— Objective —
Rewrite every line of the material that follows, changing "annotate" to "mark" wherever it occurs and keeping everything else the same. Omit the pictures from your answer.
* START Extracted entries *
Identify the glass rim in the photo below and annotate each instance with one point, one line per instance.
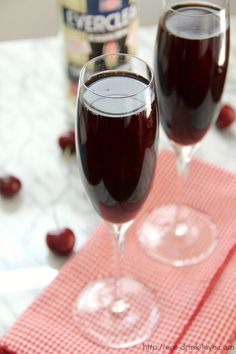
(225, 5)
(150, 81)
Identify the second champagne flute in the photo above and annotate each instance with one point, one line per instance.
(191, 59)
(117, 125)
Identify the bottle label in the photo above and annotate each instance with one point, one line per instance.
(96, 27)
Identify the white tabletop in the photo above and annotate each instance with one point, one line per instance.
(33, 115)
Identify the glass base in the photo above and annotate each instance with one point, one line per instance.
* END Extracted entries *
— Final answer —
Identify the glass rim in the photo below and mark each instance with one point, one line per instance.
(225, 5)
(150, 81)
Identify the second champagne flute in the photo above and mark each instance with one point, one line per instance.
(191, 59)
(117, 125)
Identify the bottle label in the photo above and mark each instance with one point, one line per instance.
(96, 27)
Identify the white tabletop in the photo above and mark each instance with one point, one line per instance.
(33, 115)
Identify the glass base in the photo above and mark each instance with one point, one line per instance.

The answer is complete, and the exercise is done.